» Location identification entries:
------------
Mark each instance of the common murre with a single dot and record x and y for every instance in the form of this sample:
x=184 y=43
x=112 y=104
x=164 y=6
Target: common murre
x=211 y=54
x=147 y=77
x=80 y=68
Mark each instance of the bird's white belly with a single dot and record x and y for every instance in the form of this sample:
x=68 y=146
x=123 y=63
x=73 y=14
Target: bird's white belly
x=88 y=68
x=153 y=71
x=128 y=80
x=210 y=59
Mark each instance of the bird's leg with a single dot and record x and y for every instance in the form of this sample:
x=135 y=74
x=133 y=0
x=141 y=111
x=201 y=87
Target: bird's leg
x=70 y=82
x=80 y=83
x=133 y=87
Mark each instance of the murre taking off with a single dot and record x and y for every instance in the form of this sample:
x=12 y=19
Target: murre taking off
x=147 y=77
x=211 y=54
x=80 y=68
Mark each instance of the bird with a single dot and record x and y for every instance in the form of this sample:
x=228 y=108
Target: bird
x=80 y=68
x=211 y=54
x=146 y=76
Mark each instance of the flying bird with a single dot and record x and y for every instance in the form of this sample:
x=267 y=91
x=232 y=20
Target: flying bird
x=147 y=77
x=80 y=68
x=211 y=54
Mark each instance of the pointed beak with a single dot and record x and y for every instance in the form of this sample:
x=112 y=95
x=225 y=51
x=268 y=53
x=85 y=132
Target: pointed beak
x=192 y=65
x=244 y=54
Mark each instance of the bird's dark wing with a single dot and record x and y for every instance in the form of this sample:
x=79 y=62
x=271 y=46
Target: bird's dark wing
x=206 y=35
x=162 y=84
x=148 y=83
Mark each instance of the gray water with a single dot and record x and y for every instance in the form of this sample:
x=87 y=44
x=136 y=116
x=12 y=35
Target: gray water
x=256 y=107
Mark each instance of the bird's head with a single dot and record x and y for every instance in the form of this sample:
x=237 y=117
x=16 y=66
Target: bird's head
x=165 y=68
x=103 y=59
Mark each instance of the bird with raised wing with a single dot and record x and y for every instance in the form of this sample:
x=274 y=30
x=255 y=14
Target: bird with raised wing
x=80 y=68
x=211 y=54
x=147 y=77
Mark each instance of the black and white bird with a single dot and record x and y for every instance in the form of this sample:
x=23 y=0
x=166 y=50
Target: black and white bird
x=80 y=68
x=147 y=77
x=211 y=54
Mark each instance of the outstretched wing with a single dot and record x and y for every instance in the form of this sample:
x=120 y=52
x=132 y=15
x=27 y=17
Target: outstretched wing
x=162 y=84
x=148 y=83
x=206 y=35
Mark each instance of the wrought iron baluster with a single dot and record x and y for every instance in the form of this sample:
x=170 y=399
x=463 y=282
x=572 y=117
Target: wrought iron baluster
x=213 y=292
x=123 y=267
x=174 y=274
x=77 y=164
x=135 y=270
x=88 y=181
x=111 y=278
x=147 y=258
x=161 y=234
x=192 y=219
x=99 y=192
------------
» Exercise aim: Write out the data exactly as it stands.

» Completed exercise:
Mark each instance of the common murre with a single dot and record x and y for every instance in the form of this sample:
x=184 y=43
x=112 y=104
x=164 y=6
Target: common murre
x=211 y=54
x=147 y=77
x=80 y=68
Mark each instance of the bird's white belly with a single dot and record x and y for every instance in the form of this sample:
x=68 y=146
x=123 y=63
x=73 y=14
Target: bird's white belly
x=88 y=68
x=153 y=71
x=128 y=80
x=210 y=59
Mark each instance of the bird's leg with a single dot and record x and y for every instance in the form of this sample:
x=135 y=74
x=133 y=0
x=141 y=111
x=201 y=87
Target: bird's leg
x=70 y=82
x=80 y=83
x=133 y=87
Mark each instance of the murre taking off with a single dot and record x and y for every instance in the form of this sample:
x=12 y=19
Target: murre taking off
x=147 y=77
x=211 y=54
x=80 y=68
Mark each instance of the bird with a single dot and record x and y for every instance in the form of this sample:
x=228 y=108
Target: bird
x=80 y=68
x=211 y=54
x=146 y=76
Mark each instance of the flying bird with a single dot and record x and y for every instance in the form of this sample:
x=267 y=91
x=232 y=20
Target: flying bird
x=147 y=77
x=80 y=68
x=211 y=54
Mark each instance of the pointed beak with a single dot and record x and y for every instance in the form of this sample:
x=112 y=95
x=225 y=51
x=268 y=53
x=85 y=132
Target: pointed beak
x=192 y=65
x=244 y=54
Mark each instance of the bird's dark wing with a single dot and record x and y for every instance in the form of this sample:
x=79 y=62
x=271 y=46
Target: bird's dark wing
x=206 y=35
x=162 y=84
x=148 y=83
Mark each instance of the gray water with a single dot and record x and y for every instance in the form of this sample:
x=87 y=44
x=136 y=116
x=12 y=35
Target: gray water
x=256 y=107
Mark each instance of the bird's head with a single dot and record x and y for every instance in the form of this sample:
x=237 y=117
x=16 y=66
Target: bird's head
x=165 y=68
x=103 y=59
Mark each instance of the bird with raised wing with a single dot and record x and y for every instance in the form of this sample:
x=274 y=30
x=255 y=14
Target: bird with raised wing
x=80 y=68
x=211 y=54
x=147 y=77
Mark each instance of the black and white bird with a single dot and record x and y for every instance in the form of this sample:
x=23 y=0
x=166 y=50
Target: black and white bird
x=80 y=68
x=147 y=77
x=211 y=54
Mark each instance of the outstretched wing with a single dot and record x and y for every instance in the form of this sample:
x=120 y=52
x=132 y=15
x=27 y=17
Target: outstretched wing
x=162 y=84
x=148 y=83
x=206 y=35
Mark each instance of the wrought iron baluster with a single dot and record x and y for every instance in the form of this sample:
x=170 y=399
x=463 y=282
x=572 y=117
Target: wrought iron baluster
x=213 y=292
x=123 y=267
x=174 y=274
x=77 y=164
x=135 y=270
x=88 y=181
x=111 y=278
x=147 y=258
x=161 y=234
x=192 y=219
x=99 y=192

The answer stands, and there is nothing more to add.